RECORDS section start

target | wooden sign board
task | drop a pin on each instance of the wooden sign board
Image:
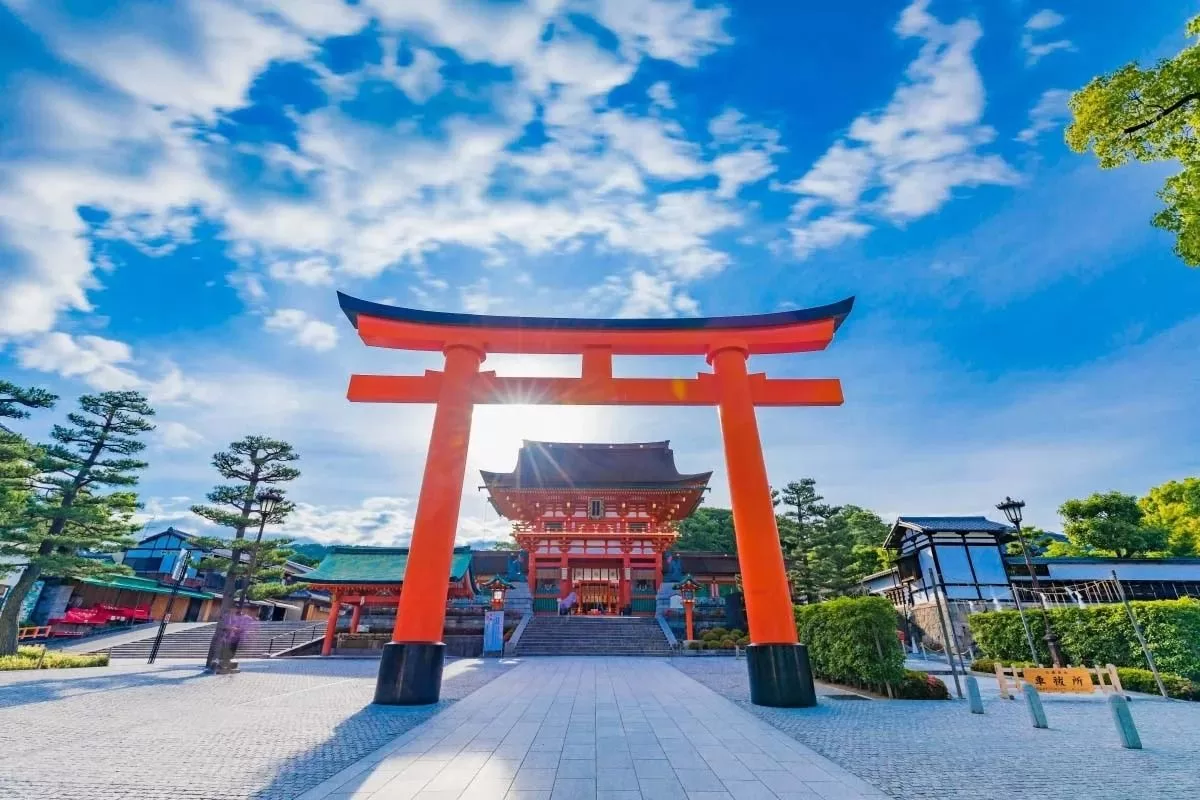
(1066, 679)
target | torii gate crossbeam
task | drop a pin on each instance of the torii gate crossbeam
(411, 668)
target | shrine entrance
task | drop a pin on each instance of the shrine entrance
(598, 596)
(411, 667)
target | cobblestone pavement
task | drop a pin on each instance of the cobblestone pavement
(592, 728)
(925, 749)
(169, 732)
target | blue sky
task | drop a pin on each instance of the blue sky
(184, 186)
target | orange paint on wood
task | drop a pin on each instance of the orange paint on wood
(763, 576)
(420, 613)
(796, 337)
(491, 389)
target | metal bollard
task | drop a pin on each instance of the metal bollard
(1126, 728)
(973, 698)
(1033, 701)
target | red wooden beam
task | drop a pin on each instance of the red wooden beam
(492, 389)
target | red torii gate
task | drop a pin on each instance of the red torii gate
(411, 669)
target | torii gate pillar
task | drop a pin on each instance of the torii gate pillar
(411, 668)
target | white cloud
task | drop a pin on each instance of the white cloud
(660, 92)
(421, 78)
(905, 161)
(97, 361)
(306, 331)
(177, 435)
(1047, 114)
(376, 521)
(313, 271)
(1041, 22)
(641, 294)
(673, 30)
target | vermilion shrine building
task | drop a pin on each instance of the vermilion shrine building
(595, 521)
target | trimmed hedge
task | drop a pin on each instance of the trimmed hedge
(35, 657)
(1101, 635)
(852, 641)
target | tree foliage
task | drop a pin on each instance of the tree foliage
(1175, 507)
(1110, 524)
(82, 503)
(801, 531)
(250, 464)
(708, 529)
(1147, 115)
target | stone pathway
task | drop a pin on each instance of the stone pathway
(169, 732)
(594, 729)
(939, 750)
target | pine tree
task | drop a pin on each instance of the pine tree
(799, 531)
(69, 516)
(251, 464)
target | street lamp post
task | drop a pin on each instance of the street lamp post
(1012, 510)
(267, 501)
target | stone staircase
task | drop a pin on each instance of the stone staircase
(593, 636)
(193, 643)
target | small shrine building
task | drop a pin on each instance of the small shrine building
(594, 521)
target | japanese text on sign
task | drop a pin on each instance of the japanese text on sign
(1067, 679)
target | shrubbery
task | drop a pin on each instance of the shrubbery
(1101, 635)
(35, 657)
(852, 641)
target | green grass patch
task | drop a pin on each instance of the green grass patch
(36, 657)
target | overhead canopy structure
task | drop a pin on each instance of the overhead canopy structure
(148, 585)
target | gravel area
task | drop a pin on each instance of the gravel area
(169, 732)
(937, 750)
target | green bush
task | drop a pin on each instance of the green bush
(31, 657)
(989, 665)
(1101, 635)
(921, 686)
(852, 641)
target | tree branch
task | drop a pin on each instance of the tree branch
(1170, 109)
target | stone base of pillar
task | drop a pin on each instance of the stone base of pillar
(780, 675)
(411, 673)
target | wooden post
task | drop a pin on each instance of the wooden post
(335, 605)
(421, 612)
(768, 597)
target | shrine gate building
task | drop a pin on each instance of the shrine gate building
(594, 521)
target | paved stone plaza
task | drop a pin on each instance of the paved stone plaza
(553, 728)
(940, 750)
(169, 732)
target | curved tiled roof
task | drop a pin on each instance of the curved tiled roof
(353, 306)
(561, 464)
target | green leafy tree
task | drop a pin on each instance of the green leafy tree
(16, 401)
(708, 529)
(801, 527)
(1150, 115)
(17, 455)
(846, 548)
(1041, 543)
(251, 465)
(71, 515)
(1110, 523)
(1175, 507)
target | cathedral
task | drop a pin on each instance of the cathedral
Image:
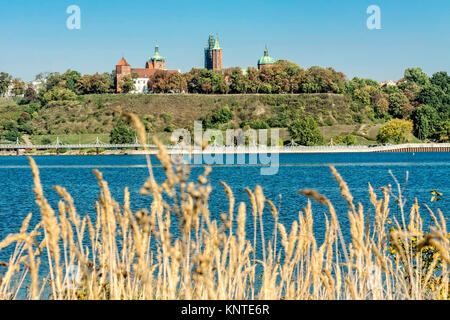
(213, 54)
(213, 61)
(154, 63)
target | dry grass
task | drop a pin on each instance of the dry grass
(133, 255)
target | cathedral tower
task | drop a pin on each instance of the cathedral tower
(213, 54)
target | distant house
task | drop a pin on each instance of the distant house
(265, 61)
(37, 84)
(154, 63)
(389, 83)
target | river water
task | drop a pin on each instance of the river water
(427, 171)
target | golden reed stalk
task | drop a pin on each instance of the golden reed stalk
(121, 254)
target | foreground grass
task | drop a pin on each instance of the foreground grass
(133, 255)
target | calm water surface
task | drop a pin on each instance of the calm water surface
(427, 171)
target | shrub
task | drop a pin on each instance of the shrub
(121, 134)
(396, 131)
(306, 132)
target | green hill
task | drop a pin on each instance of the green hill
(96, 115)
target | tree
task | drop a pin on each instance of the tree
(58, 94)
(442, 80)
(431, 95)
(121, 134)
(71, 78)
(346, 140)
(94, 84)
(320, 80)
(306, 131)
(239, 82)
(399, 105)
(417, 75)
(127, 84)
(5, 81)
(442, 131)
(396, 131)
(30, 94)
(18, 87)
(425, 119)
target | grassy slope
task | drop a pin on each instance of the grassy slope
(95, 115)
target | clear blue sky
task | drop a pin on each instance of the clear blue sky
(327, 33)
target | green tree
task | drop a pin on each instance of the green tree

RECORDS section end

In the data above, start at the line that has "task | drop a pin on each instance of the small", stop after the line that has "target | gravel area", and print every line in between exactly as it stands.

### ANSWER FOR THE TASK
task | drop a pin on each instance of the small shrine building
(594, 521)
target | japanese text on sign
task | drop a pin on each instance of the japanese text on sign
(1067, 679)
target | shrubbery
task | drop a pin on each instance of the shrubbery
(1101, 635)
(35, 657)
(852, 641)
target | green grass patch
task | drop a pin on each instance of the green grass patch
(36, 657)
target | overhead canopy structure
task | drop a pin on each instance of the overhead canopy structure
(148, 585)
target | gravel area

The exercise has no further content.